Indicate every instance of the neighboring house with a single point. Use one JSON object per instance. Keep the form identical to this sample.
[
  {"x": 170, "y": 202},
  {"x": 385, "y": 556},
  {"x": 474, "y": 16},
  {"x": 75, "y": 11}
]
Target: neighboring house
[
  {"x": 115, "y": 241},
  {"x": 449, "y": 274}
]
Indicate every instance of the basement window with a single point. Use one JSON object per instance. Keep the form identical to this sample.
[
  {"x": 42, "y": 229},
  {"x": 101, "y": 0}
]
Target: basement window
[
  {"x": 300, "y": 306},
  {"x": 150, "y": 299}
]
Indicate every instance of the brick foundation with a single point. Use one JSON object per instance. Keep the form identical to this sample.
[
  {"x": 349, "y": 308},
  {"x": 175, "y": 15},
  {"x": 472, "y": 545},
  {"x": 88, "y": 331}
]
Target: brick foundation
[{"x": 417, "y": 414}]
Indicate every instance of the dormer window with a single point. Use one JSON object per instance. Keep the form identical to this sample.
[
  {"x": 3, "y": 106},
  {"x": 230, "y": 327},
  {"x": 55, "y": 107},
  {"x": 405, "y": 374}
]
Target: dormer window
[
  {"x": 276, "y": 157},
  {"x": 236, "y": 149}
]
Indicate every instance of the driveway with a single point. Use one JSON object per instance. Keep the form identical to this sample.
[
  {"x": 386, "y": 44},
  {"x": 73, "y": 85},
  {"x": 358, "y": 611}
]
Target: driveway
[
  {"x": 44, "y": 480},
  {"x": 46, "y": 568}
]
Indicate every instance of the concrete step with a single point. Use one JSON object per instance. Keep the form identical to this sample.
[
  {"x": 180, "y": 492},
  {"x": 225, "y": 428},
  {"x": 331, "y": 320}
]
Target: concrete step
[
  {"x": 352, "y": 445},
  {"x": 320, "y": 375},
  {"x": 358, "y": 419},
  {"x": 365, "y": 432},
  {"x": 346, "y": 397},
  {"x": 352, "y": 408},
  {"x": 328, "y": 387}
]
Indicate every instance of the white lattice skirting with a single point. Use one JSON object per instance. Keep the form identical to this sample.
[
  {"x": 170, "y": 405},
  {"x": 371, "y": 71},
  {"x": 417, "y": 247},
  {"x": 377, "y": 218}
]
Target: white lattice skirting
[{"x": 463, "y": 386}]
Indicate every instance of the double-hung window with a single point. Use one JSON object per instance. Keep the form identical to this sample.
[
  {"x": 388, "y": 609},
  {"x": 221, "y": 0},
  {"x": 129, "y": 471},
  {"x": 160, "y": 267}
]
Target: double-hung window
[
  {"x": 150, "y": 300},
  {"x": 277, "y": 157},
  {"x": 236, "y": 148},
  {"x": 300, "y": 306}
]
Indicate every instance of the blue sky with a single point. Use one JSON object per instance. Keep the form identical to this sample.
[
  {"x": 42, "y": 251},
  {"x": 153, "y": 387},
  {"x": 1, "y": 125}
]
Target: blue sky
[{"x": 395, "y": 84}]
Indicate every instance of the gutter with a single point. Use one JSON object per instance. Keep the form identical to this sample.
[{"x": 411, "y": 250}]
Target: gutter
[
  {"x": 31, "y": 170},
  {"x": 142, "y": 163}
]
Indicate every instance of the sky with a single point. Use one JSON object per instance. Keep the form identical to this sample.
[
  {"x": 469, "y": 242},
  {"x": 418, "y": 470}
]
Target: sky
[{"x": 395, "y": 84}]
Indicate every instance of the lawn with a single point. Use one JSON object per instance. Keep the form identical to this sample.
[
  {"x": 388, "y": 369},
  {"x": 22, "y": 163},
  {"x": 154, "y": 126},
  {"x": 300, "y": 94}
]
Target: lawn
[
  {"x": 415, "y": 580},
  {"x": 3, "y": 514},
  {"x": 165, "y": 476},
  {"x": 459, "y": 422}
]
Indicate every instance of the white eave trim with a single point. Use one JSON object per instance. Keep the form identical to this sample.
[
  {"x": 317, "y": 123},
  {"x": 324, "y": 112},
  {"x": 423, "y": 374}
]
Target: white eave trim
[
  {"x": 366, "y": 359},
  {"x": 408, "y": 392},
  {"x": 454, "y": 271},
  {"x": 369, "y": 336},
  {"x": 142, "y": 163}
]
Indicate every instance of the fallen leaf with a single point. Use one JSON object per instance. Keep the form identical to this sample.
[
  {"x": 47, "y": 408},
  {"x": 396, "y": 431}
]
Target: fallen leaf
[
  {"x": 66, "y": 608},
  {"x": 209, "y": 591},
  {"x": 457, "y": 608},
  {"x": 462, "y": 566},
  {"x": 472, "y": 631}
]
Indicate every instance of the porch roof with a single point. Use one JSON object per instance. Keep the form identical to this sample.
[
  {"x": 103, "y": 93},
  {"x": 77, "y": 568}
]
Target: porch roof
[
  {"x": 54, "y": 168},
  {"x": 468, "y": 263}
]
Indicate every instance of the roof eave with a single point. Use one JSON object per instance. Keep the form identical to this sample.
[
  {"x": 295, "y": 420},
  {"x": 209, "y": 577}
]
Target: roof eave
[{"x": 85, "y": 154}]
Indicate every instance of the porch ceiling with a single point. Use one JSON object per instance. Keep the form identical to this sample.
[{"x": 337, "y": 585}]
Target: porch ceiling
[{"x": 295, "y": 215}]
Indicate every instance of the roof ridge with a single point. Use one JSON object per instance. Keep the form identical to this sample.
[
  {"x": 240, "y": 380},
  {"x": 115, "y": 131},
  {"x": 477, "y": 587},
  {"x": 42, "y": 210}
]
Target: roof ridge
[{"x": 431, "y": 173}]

---

Copy the material above, keeping every line exactly as it stands.

Indicate every instance of the neighboring house with a single point. Use one JSON object per instance. Keep the form identical to this sample.
[
  {"x": 170, "y": 202},
  {"x": 385, "y": 556},
  {"x": 474, "y": 16},
  {"x": 75, "y": 11}
]
Target: neighboring house
[
  {"x": 115, "y": 241},
  {"x": 449, "y": 274}
]
Indicate every instance of the basement window with a single point. Use one JSON object per instance. Keep the form identical to this sample.
[
  {"x": 42, "y": 229},
  {"x": 101, "y": 0}
]
Target: basement window
[
  {"x": 300, "y": 306},
  {"x": 150, "y": 299}
]
Indicate every instance of the brick foundation with a single point. Use one JSON object per instance. Keep the form identical to this sample.
[
  {"x": 349, "y": 308},
  {"x": 175, "y": 15},
  {"x": 472, "y": 545},
  {"x": 88, "y": 331}
]
Target: brick foundation
[{"x": 417, "y": 414}]
Indicate every instance of the dormer window with a single point. Use one JSON object per instance. Keep the form identical to this sample.
[
  {"x": 3, "y": 106},
  {"x": 230, "y": 327},
  {"x": 55, "y": 107},
  {"x": 405, "y": 374}
]
Target: dormer window
[
  {"x": 276, "y": 157},
  {"x": 236, "y": 149}
]
Indicate every instance of the driveway with a single point. Use one JSON object per instance. Keep the form identical to this sample.
[
  {"x": 386, "y": 44},
  {"x": 73, "y": 85},
  {"x": 358, "y": 611}
]
Target: driveway
[
  {"x": 44, "y": 480},
  {"x": 46, "y": 568}
]
Indicate every instance of the concrete step with a single point. Use one JSON object per instance. Keep the form identical to this sample.
[
  {"x": 180, "y": 492},
  {"x": 225, "y": 428},
  {"x": 331, "y": 320}
]
Target: concrete step
[
  {"x": 352, "y": 445},
  {"x": 320, "y": 375},
  {"x": 358, "y": 419},
  {"x": 365, "y": 432},
  {"x": 346, "y": 397},
  {"x": 352, "y": 408},
  {"x": 328, "y": 387}
]
Indicate every instance of the white lattice skirting with a single point. Use one JSON object per instance. Keep the form identical to this sample.
[
  {"x": 170, "y": 405},
  {"x": 371, "y": 71},
  {"x": 417, "y": 247},
  {"x": 377, "y": 218}
]
Target: white lattice skirting
[{"x": 463, "y": 386}]
Indicate every instance of the double-hung window with a single point. Use one JSON object per instance. Keep the form identical to this sample.
[
  {"x": 388, "y": 609},
  {"x": 221, "y": 0},
  {"x": 129, "y": 471},
  {"x": 160, "y": 267}
]
Target: double-hung window
[
  {"x": 150, "y": 300},
  {"x": 277, "y": 157},
  {"x": 236, "y": 148},
  {"x": 300, "y": 306}
]
Indicate every instance of the blue sky with a single point. Use one JSON object per instance. Keep the form identical to this sample.
[
  {"x": 42, "y": 251},
  {"x": 153, "y": 387},
  {"x": 1, "y": 125}
]
Target: blue sky
[{"x": 395, "y": 84}]
Indicate every instance of the gutter with a single point. Use one JSON object per instance. Keep the form identical to this sample.
[{"x": 411, "y": 250}]
Target: gutter
[
  {"x": 31, "y": 170},
  {"x": 142, "y": 163}
]
Indicate every instance of the sky with a single point. Use one JSON object per instance. Keep the form identical to this sample.
[
  {"x": 469, "y": 242},
  {"x": 418, "y": 470}
]
Target: sky
[{"x": 395, "y": 84}]
Indicate every instance of the lawn with a single point. Use one JSON object per instance. Keep the form identical to this sample.
[
  {"x": 388, "y": 369},
  {"x": 22, "y": 163},
  {"x": 154, "y": 126},
  {"x": 300, "y": 94}
]
Target: lawn
[
  {"x": 415, "y": 580},
  {"x": 3, "y": 514},
  {"x": 165, "y": 476},
  {"x": 459, "y": 422}
]
Indicate every instance of the white eave trim with a single point. Use one JSON object per instance. Keep the form identical to this sample.
[
  {"x": 317, "y": 123},
  {"x": 324, "y": 112},
  {"x": 423, "y": 374}
]
Target: white eave trim
[
  {"x": 366, "y": 359},
  {"x": 408, "y": 392},
  {"x": 454, "y": 271},
  {"x": 369, "y": 336},
  {"x": 142, "y": 163}
]
Indicate every instance of the fallen leaf with a single point. Use one JSON object per instance. Keep the form identical to this sample.
[
  {"x": 47, "y": 408},
  {"x": 396, "y": 431}
]
Target: fallen leaf
[
  {"x": 66, "y": 608},
  {"x": 209, "y": 591},
  {"x": 457, "y": 608},
  {"x": 462, "y": 566},
  {"x": 472, "y": 631}
]
Indicate every instance of the porch roof with a single point. Use one JSON object per instance. Keep the form identical to this sample.
[
  {"x": 103, "y": 93},
  {"x": 77, "y": 568}
]
Target: porch roof
[
  {"x": 54, "y": 168},
  {"x": 468, "y": 263}
]
Indicate every instance of the roof eave with a single point. Use one JSON object per instance. Keep the form identical to this sample.
[
  {"x": 295, "y": 420},
  {"x": 209, "y": 577}
]
Target: roof eave
[{"x": 85, "y": 154}]
Indicate every instance of the porch ceiling with a single point. Use one JSON object per instance. Keep the form identical to this sample.
[{"x": 337, "y": 585}]
Target: porch ceiling
[{"x": 295, "y": 215}]
Indicate every instance of the roof ridge with a single point. Use one JSON object per instance. Keep the form identical to this sample.
[
  {"x": 240, "y": 380},
  {"x": 115, "y": 131},
  {"x": 477, "y": 587},
  {"x": 42, "y": 210}
]
Target: roof ridge
[{"x": 431, "y": 173}]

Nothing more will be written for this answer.